***** Working data *****

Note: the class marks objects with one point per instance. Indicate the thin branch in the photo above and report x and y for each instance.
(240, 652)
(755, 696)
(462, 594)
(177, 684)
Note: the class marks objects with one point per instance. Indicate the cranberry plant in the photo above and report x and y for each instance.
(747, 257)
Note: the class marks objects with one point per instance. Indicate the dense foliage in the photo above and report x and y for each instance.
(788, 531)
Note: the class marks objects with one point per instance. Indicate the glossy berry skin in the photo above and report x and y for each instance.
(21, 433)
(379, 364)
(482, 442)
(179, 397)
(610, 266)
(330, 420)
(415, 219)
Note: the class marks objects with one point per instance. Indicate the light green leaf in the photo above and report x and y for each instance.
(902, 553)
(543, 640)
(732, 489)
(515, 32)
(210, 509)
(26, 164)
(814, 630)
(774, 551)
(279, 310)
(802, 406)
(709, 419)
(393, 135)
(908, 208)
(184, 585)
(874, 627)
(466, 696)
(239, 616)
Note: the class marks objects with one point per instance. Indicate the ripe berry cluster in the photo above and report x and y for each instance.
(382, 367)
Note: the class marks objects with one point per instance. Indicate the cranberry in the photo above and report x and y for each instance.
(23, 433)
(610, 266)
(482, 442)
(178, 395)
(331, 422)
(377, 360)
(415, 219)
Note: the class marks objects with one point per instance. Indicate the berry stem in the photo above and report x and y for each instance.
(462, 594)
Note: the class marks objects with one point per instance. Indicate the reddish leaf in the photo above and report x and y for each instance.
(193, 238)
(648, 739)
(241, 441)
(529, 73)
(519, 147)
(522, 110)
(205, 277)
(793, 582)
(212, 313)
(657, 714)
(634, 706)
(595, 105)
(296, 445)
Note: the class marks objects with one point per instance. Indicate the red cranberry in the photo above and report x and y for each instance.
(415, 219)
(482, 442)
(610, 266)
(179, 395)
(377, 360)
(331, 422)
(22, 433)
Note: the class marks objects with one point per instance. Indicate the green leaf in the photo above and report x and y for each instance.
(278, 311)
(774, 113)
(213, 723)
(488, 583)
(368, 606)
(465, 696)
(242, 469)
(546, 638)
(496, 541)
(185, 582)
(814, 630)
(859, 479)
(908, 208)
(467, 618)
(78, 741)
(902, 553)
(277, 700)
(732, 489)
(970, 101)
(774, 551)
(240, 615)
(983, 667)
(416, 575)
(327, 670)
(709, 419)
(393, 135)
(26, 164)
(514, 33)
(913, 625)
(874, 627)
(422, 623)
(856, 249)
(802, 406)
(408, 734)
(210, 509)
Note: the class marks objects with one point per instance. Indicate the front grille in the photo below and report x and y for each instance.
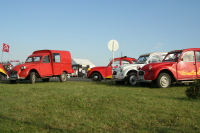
(13, 72)
(141, 73)
(114, 72)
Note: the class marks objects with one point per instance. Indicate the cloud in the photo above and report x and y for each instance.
(158, 45)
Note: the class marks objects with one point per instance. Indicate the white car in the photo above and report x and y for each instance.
(128, 73)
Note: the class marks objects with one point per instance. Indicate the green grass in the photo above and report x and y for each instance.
(76, 106)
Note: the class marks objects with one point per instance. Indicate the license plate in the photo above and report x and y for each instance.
(141, 77)
(13, 76)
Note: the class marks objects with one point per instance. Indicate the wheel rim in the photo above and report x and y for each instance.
(133, 80)
(164, 81)
(63, 77)
(96, 77)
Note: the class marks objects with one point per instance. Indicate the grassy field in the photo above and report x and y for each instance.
(96, 107)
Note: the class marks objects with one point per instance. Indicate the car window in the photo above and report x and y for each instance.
(125, 62)
(116, 63)
(46, 59)
(56, 57)
(154, 58)
(188, 56)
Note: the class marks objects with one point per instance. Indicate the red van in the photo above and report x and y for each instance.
(3, 72)
(43, 64)
(105, 72)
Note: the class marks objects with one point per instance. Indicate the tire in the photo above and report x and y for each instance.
(163, 80)
(12, 81)
(96, 77)
(132, 79)
(63, 77)
(45, 80)
(32, 77)
(120, 82)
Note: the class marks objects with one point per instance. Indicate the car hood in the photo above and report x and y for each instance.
(18, 67)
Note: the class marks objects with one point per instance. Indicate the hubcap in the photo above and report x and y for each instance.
(164, 81)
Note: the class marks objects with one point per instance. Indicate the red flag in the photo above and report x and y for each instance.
(5, 47)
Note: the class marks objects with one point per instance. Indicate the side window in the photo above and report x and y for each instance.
(154, 58)
(125, 62)
(197, 56)
(188, 56)
(56, 57)
(46, 59)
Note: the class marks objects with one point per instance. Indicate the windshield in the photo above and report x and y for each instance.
(142, 59)
(33, 59)
(171, 57)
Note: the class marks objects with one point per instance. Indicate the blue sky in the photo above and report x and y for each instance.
(84, 27)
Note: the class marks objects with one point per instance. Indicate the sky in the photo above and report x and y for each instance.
(84, 27)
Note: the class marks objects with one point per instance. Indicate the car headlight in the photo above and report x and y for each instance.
(121, 68)
(23, 67)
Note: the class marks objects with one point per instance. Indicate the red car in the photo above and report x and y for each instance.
(43, 64)
(178, 66)
(105, 72)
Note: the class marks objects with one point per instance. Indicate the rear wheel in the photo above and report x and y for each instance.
(63, 77)
(12, 81)
(132, 79)
(96, 77)
(1, 76)
(32, 77)
(120, 82)
(163, 80)
(45, 80)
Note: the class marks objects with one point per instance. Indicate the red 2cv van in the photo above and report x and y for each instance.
(43, 64)
(105, 72)
(178, 66)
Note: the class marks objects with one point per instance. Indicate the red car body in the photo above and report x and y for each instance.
(3, 72)
(105, 72)
(43, 64)
(177, 66)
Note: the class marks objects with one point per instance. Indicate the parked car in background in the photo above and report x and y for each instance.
(43, 64)
(105, 72)
(3, 72)
(128, 73)
(181, 66)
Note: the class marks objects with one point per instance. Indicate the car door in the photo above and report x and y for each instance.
(186, 68)
(109, 68)
(197, 53)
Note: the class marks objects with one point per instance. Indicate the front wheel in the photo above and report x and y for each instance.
(12, 81)
(1, 76)
(96, 77)
(63, 77)
(132, 79)
(45, 80)
(32, 77)
(163, 80)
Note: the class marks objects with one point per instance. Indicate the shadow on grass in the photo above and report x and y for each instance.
(38, 125)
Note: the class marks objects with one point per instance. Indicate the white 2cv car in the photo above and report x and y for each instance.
(128, 73)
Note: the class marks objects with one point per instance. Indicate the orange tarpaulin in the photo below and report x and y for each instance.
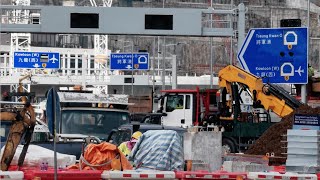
(103, 156)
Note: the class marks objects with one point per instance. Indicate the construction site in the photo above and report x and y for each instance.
(159, 89)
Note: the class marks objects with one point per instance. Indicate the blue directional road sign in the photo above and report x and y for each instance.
(125, 61)
(277, 55)
(31, 60)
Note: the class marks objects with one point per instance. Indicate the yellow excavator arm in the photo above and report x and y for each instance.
(270, 101)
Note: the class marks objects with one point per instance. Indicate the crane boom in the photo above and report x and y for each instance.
(271, 97)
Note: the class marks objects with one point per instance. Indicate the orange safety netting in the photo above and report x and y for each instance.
(103, 156)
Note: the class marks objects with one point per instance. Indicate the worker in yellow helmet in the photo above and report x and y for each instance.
(127, 146)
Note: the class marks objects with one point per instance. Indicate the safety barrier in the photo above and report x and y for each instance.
(276, 175)
(11, 175)
(138, 175)
(63, 175)
(193, 175)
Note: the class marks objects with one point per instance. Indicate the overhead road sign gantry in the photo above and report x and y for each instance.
(121, 21)
(32, 60)
(278, 55)
(125, 61)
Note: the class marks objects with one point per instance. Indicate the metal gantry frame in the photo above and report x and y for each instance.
(186, 22)
(101, 46)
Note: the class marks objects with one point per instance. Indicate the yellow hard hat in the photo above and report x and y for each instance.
(136, 135)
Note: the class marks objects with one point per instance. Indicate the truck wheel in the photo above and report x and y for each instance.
(228, 146)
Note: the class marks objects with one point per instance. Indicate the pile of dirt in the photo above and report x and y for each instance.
(271, 139)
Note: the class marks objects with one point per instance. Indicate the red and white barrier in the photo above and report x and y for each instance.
(276, 175)
(138, 175)
(11, 175)
(190, 175)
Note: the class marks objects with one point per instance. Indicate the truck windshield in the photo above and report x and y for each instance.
(92, 122)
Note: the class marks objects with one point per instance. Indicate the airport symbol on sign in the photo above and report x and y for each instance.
(278, 55)
(34, 60)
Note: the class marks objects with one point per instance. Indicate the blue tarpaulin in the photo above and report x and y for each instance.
(158, 150)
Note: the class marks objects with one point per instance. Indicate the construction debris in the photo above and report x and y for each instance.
(272, 140)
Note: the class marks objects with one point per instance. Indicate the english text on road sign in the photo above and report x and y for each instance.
(31, 60)
(128, 61)
(278, 55)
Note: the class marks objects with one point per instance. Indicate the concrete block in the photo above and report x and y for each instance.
(205, 146)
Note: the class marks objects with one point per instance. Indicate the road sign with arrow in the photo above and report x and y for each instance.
(278, 55)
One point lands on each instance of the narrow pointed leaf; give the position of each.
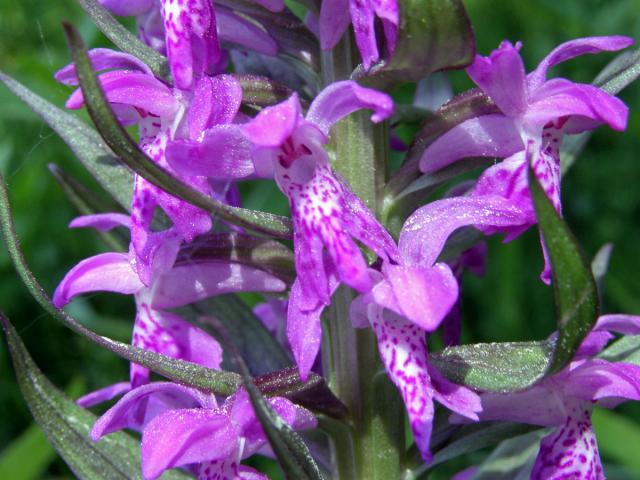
(575, 292)
(293, 455)
(434, 35)
(495, 367)
(83, 140)
(125, 40)
(223, 383)
(121, 143)
(67, 426)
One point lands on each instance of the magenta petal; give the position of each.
(333, 22)
(110, 272)
(126, 8)
(570, 452)
(136, 89)
(575, 48)
(303, 331)
(104, 394)
(559, 98)
(102, 59)
(273, 125)
(102, 221)
(486, 136)
(501, 75)
(236, 29)
(625, 324)
(224, 153)
(340, 99)
(425, 232)
(130, 411)
(191, 282)
(185, 436)
(425, 295)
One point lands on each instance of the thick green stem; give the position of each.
(359, 152)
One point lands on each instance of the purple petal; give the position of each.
(501, 75)
(131, 410)
(303, 331)
(363, 21)
(560, 98)
(624, 324)
(107, 272)
(216, 100)
(127, 8)
(597, 379)
(570, 451)
(102, 221)
(185, 436)
(424, 295)
(224, 153)
(340, 99)
(456, 398)
(102, 59)
(575, 48)
(425, 232)
(486, 136)
(191, 38)
(333, 22)
(135, 89)
(274, 125)
(403, 351)
(169, 334)
(104, 394)
(236, 29)
(188, 283)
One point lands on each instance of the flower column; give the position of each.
(359, 152)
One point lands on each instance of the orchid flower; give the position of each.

*****

# How to complete this task:
Exactly as they stand in the records above, print the lines from the one containing "One point lands on each instance of the thick" through the final line, inclusive.

# Exercise response:
One point lands on each instance of the thick green stem; give the position of each.
(359, 152)
One point lands on each instance of the purple petal; give the position of each.
(501, 75)
(131, 410)
(303, 331)
(363, 21)
(560, 98)
(624, 324)
(107, 272)
(216, 100)
(127, 8)
(597, 379)
(570, 451)
(102, 221)
(185, 436)
(424, 295)
(224, 153)
(340, 99)
(456, 398)
(102, 59)
(575, 48)
(425, 232)
(486, 136)
(191, 38)
(333, 22)
(135, 89)
(274, 125)
(403, 351)
(169, 334)
(104, 394)
(236, 29)
(188, 283)
One point lands on each instance of the flower column; give the position of each.
(359, 152)
One point lands on each instance of the orchid flower; give the position of each.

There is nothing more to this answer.